Saved entries:
== Segment start ==

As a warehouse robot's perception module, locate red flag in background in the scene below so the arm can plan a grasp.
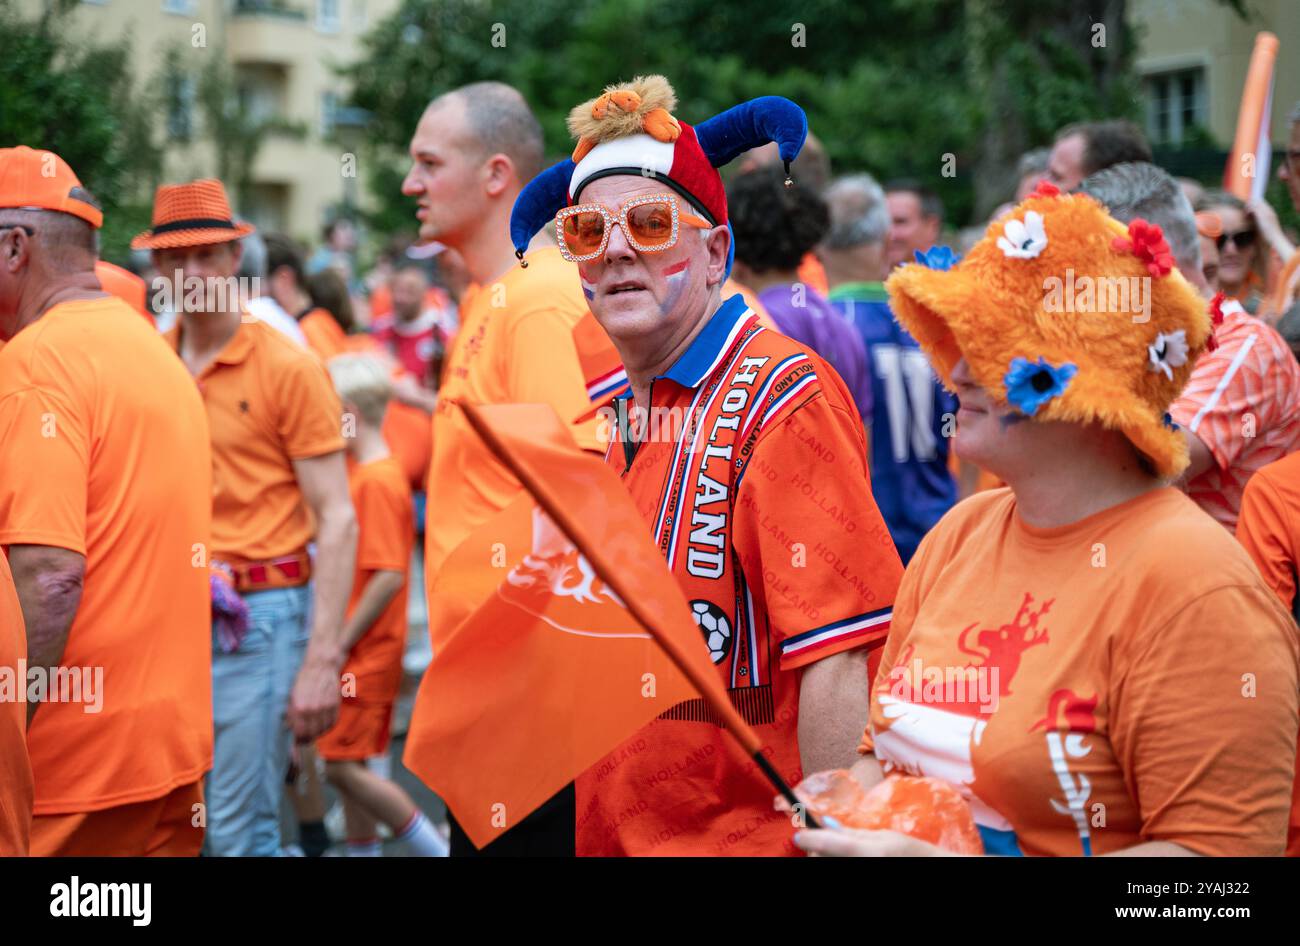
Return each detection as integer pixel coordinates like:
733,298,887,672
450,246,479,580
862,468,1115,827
403,403,762,850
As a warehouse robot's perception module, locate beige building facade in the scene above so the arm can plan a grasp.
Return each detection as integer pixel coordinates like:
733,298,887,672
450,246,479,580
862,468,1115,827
30,0,401,241
1131,0,1300,151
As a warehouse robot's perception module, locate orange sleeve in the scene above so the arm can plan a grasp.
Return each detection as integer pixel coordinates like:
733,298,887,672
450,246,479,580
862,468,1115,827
354,474,410,573
1237,471,1298,611
503,307,602,453
276,352,346,460
1110,583,1300,855
0,385,89,554
734,391,903,673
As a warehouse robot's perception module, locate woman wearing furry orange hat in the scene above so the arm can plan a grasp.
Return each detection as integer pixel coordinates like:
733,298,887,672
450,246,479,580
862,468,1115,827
794,184,1300,857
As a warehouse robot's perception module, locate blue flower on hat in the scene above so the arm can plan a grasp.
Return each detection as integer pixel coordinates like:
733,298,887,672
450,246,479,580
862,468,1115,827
1003,357,1077,416
914,245,959,271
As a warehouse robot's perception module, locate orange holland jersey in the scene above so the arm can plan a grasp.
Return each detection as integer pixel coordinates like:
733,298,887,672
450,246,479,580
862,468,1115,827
0,298,213,814
339,455,413,703
164,317,345,563
424,246,606,602
1171,301,1300,530
863,487,1299,856
576,294,904,856
0,549,32,854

== Segment end ==

Each of the entries above must be copied exactly, but the pictures stay out.

• Exercise result:
As a warehouse robot's perception module, locate red flag in background in the scene below so the arm can plan a grasp.
Return each detection as integer pixel coordinates like:
733,298,887,672
450,246,479,580
862,468,1115,827
403,403,762,850
As a warehouse robot's perception module, locate beige building facade in the scene above so the arm can plan a grasp.
Return each detection as integer pixel coordinates like:
733,298,887,672
450,246,479,580
862,468,1115,827
30,0,401,241
1131,0,1300,151
As a warehouse robot's perception module, locate orange sleeve in the scene above so the arm can plan a grasp.
Return each detection as integer pixel coordinates like:
733,298,887,672
450,246,479,580
862,468,1115,827
354,474,410,573
1237,471,1298,611
503,307,602,453
276,352,346,460
1110,583,1300,855
0,385,89,554
734,391,903,673
As a warehouse robot's perception module, locate woman wearing furry orange hat in the scene above so the arm can plan a grasp.
Return each detection as integer pixel coordinates like:
733,298,887,672
450,246,479,580
862,468,1115,827
794,184,1300,857
As a warehouse robot's perception module, locate blue flower on hat in the scene above so the arm can plan a grasp.
Return each detection as integer pixel coordinates like:
733,298,887,672
450,246,479,580
862,468,1115,827
1003,357,1077,416
914,245,959,271
As a warehouse robot's perception module, locate orange holland jersey in the scene above so the arm can plan a grasp.
Return each detection as integer pixel coordinates like:
733,298,887,672
450,246,479,580
862,468,1115,827
0,298,213,814
339,455,413,703
164,317,345,563
424,246,606,602
1171,301,1300,530
863,487,1299,856
576,294,904,856
0,549,32,854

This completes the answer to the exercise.